Dataset records
========================================================================
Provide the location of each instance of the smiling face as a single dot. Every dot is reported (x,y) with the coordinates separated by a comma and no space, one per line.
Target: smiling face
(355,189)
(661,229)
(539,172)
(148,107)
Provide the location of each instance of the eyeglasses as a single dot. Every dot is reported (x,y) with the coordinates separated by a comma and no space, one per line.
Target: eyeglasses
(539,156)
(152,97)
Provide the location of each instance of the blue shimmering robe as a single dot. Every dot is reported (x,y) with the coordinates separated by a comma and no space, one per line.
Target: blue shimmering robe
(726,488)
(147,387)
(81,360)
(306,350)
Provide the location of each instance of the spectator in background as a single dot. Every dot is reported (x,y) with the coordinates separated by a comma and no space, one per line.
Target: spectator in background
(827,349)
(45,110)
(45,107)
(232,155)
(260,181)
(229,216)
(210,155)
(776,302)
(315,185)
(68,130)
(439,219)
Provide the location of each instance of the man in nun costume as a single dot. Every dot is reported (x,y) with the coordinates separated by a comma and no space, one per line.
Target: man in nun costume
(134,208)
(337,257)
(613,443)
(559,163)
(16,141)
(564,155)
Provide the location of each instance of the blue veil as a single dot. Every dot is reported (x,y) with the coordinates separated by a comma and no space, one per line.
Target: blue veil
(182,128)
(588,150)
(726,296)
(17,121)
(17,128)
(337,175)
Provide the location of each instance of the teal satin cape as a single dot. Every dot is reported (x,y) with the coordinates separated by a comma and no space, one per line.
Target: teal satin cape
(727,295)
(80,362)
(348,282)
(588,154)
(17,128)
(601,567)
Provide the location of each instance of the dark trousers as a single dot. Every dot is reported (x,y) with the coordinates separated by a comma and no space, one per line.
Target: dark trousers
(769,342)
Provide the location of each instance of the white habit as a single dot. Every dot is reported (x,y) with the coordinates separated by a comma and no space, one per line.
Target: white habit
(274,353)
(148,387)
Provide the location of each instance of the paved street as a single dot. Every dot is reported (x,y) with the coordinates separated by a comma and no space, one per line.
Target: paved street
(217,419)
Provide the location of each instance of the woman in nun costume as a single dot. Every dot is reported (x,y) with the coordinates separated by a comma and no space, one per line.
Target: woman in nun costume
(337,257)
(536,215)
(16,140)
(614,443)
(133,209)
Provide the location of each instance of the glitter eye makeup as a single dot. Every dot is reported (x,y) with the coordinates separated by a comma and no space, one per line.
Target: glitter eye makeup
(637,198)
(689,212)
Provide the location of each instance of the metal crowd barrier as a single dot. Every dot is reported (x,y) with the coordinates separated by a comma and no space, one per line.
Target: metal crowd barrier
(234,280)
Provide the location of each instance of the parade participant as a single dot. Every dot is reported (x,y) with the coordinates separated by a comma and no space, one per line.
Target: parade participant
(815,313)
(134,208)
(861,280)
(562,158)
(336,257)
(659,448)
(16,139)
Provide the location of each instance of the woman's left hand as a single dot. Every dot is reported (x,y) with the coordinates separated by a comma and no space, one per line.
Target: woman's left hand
========================================================================
For each line of the entries that holds the word "left", pull that line out.

**Result:**
Provide the location of each instance of the woman's left hand as a single dot. Every dot is reported (x,y) with the coordinates separated by a comma and no space, one per line.
Target: woman's left hand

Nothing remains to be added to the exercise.